═════ Bloc de texte

Interview préparée et réalisée par Jocelyn Richez et Frankie Bluesy Pfeiffer
Photo noir et blanc : Marylin Szabo for HighTone
Autres photos : Frankie Bluesy Pfeiffer
Avec Bob Corritore tout est histoire d’élégance. Celle des notes qu’il sort de cet harmonica qui ne le quitte jamais, celle de cette amitié profonde qui en fait un des musiciens les plus appréciés de la scène blues, celle du manager rigoureux et charismatique, respecté de tous, celle traduite par ce large sourire qui vous fait comprendre que vous aussi, vous faites partie de la famille, celle enfin de ses tenues de scène qui en font un véritable dandy du blues.
Mais Bob ce n’est pas seulement la classe, c’est aussi la générosité et le talent, un talent ‘force 4’ puisqu’il est non seulement musicien mais également animateur de radio, producteur, et patron du ‘Rhythm Room club’, à Phoenix. C’est ce Monsieur super classe que nous avons rencontré pour vous.
BM : Bob, qu'est ce qui a motivé votre décision de quitter Chicago pour vous installer à Phoenix, en Arizona ? Etait-ce une réaction contre quelque chose, ou à la suite d'un événement ?
Bob Corritore : Je suis né à Chicago, et j'adore Chicago. Chicago a toujours été une part importante de moi-même. Quand j’ai eu mon diplôme, j'ai tout de suite commencé à travailler dans le monde de la musique, en tant que manager. Je suis sûr que je n'aurais jamais pu être heureux en dehors de la musique. En parallèle à mon activité de manager je jouais de l'harmonica dans différents groupes, dans le cœur du south side et du west side. J’ai joué avec Willie Buck et son groupe, Louis et Dave Myers, Louis Walker, Odie Payn et Tail Dragger, avec Eddie Taylor à la guitare. C’était génial !

══════════

Consigne — Rédigez la suite de l'entretien avec Bob Corritore en reprenant juste après sa dernière phrase.

═════ Lignes répertoriées

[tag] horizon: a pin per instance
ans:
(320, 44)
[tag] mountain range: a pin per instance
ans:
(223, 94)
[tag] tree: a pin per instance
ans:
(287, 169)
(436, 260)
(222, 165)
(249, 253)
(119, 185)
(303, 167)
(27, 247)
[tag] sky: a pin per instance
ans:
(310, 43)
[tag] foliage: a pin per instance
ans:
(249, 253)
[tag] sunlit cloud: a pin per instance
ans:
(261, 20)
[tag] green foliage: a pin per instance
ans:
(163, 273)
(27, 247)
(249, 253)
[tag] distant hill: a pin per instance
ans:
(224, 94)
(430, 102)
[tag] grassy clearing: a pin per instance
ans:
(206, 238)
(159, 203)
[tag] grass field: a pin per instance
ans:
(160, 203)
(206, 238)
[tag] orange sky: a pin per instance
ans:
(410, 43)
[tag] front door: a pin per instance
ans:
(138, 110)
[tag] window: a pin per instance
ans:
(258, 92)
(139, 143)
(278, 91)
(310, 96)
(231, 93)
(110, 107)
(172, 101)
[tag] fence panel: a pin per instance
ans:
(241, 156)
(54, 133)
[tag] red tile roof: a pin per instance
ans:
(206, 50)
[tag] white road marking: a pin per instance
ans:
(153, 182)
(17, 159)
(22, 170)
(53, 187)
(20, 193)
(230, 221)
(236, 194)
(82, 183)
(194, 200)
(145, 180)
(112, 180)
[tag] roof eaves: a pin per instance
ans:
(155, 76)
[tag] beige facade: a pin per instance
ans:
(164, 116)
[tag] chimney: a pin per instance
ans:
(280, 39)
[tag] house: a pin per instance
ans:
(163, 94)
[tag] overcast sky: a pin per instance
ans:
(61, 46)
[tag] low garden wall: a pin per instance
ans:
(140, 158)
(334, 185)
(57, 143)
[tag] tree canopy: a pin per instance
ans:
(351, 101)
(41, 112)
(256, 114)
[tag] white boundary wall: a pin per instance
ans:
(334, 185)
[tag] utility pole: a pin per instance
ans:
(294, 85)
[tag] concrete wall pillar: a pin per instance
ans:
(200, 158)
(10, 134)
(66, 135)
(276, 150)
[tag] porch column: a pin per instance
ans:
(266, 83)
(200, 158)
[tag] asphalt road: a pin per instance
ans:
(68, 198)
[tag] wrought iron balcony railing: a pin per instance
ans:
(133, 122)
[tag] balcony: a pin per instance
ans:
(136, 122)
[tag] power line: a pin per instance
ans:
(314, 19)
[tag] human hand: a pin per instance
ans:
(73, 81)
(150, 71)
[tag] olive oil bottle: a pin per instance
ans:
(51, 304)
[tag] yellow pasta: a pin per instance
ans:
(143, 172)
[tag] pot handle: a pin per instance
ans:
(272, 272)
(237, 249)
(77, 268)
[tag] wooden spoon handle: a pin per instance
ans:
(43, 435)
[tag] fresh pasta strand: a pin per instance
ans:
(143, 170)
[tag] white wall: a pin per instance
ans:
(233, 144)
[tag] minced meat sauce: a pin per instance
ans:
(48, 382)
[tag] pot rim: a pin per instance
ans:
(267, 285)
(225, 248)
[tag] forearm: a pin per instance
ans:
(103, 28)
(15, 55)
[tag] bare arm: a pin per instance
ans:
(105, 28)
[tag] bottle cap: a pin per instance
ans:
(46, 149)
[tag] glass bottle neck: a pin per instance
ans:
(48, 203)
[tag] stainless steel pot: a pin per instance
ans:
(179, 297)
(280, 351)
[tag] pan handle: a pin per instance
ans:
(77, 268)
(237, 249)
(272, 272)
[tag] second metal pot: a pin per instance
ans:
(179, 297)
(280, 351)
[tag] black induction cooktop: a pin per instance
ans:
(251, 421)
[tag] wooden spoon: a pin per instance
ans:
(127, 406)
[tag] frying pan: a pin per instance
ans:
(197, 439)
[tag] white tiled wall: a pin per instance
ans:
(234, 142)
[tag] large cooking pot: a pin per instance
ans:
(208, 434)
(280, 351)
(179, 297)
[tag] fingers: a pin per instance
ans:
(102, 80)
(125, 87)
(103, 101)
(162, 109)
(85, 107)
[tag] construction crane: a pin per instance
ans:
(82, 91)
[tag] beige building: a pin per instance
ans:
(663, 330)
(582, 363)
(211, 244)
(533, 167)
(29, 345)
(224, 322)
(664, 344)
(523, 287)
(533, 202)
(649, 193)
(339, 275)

══════════

Réponse —
Mon frère, lui, faisait ses études à l'université de Phoenix, en Arizona. C'est en allant le voir que j’ai découvert cette ville incroyable et que je me suis décidé à y rester une année. Et puis, un jour, Louisiana Red, qui était un de mes amis à Chicago et qui à l'époque habitait encore Chicago, m’a téléphoné. Son appel a été transféré là où j’étais, à Phoenix ; il m'annonçait simplement qu'il avait une amie là bas, Eunice Davis, et qu’il allait s’y installer. Incroyable, non ? Il est venu, et nous avons joué ensemble,…pendant un an, dans les clubs de blues de Phoenix et la région. C’est comme cela que j’ai rencontré des gars comme Big Pete Pearson. Red, lui, est parti en tournée en Allemagne, où il est resté, car il y avait rencontré celle qui allait devenir sa compagne, Dora. J'ai alors commencé à jouer régulièrement avec Big Pete Pearson et en 1984 j'ai lancé mon émission de radio, ‘Those London Blues’, sur KJZZ, qui a fêté ses 23 ans en février 2007…. !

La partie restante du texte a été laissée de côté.